_Document section_.

I knew I was different, but no one knew just HOW different I was. I had seen Drs...Had physicals, and even with NF in out family AND with its tell-tale marking on my body, it would go undiagnosed for years!
I remember one time, while getting dressed for gym class, and slipping the gym shirt over my head, a girl making a comment about my "dirty back". "Ewww, Kristi, You need a bath!" I had never looked at my back before, I mean, who really needs to, right? But I knew I wasn't dirty. Another girl came up to me, before my shirt had fallen to my hips and poked me, "Ya, and what are all those bumps?" I just slammed my locker shut, fixed my shirt and walked out of the locker room, with my shoe laces flying.
I walked around the corner, out of site and reached my hand up my shirt and felt my back...I felt tiny bumps all along my spine and around my hips and I began to cry. I slid down the wall and put my head in my knees. The anger was welling up inside me and my breathing became fast. I tied my shoes and wiped my face. I looked over at the group of girls in my class who were laughing and pointing at me. I wanted to run away! What was this , that was happening to me? Why weren't my parents talking to me about it? Why haven't the doctors said anything?
I am now a mother of a beautiful and wonderful 14 yr old daughter. Like me, she has NF1. Like me, also struggles in school. Like me, she has few friends and is socially awkward. Like me, my daughter possibly could have gone "undiagnosed" for years. But, unlike ME, Bailey has someone to talk to, someone to trust. Breaking the cycle is what I am all about. I am so proud, that Bailey is proud of who she is.....because when I was 14 yrs old, I was so far, from where Bailey is.

_Tasks for this exercise_.
**A)** Render this sentence from the NF1 account into Spanish: "Breaking the cycle is what I am all about."
**B)** Write the next part of the account of growing up with NF1, starting right after its final sentence.

_Listed entries_.

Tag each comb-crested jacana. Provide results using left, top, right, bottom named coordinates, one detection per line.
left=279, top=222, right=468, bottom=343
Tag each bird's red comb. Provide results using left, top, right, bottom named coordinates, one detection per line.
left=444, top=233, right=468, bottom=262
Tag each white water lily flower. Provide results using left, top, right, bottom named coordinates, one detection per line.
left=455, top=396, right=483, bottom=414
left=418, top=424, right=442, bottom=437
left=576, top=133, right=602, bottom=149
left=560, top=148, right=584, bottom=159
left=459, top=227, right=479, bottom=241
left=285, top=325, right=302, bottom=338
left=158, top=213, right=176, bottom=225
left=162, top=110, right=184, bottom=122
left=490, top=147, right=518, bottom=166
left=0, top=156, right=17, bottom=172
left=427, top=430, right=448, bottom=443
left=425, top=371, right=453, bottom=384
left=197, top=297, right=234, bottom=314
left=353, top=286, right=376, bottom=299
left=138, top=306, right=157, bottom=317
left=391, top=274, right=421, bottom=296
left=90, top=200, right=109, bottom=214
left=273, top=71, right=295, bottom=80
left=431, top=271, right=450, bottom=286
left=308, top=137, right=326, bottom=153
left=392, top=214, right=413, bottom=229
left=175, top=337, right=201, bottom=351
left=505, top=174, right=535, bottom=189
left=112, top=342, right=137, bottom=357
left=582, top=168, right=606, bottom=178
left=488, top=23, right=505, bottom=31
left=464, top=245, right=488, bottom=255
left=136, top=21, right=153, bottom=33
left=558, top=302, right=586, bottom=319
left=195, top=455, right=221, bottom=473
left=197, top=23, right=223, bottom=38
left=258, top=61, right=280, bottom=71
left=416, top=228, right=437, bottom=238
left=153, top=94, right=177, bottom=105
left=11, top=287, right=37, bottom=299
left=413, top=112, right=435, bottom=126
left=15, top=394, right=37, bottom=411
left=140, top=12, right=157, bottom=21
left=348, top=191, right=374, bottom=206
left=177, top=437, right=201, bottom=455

_Answers_.
**A)** Romper el ciclo es lo que me define.

**B)**
I don't blame my parents, or the doctors for not recognizing the NF in me, in fact it just proves that we need help in educating EVERYONE. My mom, to this day, is in denial about NF and its affect on the family....she doesn't really have a clue about the ins and outs about the seriousness of it all, and just wants to avoid it all. Neurofibromatosis is scary, no doubt about it, but avoiding the symptoms will not solve anything. Not talking about the issues involved with NF, will only make them worse, when you eventually DO decide to talk about them.
We have been open and honest with our kids from the start. Explaining, guiding, sharing and we have found this to be a much better way to deal with the hugeness of Neurofibromatosis. It works for us. It amazes me...so much, but it does. Bailey seems to have taken off and become passionate about standing tall in her own NF and I couldn't be more proud!
Standing tall - is all part of breaking the cycle...and TURNING it AROUND! HAPPY TUESDAY!
Sorry for missing my Motivational Monday....I will post some pics of the MAKE A WISH PARTY SOON! :)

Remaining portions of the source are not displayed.